== Data to examine ==
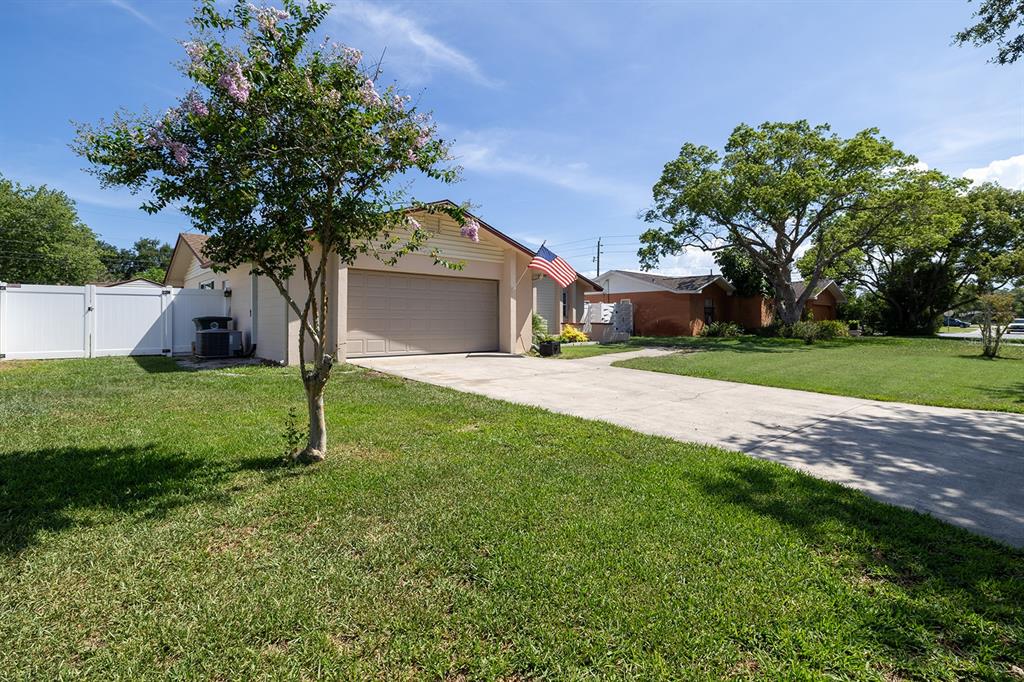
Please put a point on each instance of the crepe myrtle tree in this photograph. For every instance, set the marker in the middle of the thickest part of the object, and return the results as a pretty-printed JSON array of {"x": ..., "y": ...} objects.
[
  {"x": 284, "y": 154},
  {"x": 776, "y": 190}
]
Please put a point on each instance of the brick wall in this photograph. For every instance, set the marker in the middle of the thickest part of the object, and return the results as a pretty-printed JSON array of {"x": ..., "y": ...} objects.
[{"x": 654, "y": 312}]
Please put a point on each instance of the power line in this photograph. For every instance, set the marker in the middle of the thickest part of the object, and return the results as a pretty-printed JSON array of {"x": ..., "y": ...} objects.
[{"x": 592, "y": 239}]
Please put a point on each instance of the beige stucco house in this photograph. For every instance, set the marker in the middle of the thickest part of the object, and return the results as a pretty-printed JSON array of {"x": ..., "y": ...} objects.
===
== Data to examine ==
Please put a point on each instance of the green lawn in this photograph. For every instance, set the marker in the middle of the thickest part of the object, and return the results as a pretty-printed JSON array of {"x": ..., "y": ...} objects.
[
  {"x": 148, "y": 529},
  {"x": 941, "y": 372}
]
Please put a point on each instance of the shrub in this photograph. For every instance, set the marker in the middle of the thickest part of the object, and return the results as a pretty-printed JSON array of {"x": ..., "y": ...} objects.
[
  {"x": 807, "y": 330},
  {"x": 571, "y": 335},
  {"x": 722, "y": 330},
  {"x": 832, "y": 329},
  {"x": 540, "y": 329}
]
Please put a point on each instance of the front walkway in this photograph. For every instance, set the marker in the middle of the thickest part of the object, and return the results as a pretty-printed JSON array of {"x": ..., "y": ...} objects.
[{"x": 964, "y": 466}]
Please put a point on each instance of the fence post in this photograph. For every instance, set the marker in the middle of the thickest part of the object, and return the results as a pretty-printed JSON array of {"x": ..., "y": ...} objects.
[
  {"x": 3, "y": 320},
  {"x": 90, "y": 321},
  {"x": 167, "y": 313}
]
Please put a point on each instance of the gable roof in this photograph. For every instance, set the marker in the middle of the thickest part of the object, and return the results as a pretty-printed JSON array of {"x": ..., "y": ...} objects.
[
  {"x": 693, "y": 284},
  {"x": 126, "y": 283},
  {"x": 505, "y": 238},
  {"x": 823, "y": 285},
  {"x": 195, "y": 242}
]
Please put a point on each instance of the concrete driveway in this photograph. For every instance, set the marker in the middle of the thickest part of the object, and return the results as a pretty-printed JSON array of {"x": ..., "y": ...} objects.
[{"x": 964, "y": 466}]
===
● Task: The lines above, starting at the one with "Please put a point on each instance of the brick" and ending at the one with "Please put a point on each instance of the beige", are the only ones to return, exactly as written.

● Exercise solution:
Please put a point on each instance of the brick wall in this photograph. For every instance, set the marker in the middle of the thickest part of the object, and return the results as a pretty-printed JSON array of {"x": ..., "y": ...} objects.
[{"x": 654, "y": 312}]
Please put a point on each instance of the power line in this photograph. For every instance, set the marker in the middle of the thickest part of the object, and return the results as a pretty-printed JSON array of {"x": ..., "y": ...} objects.
[{"x": 592, "y": 239}]
Please put a point on each instance of the beige stucco house in this photograph. For every instance, set the marker in the middle of the thickest part of the object, and return the results as a pretty-printed JSON array of {"x": ..., "y": ...} objects.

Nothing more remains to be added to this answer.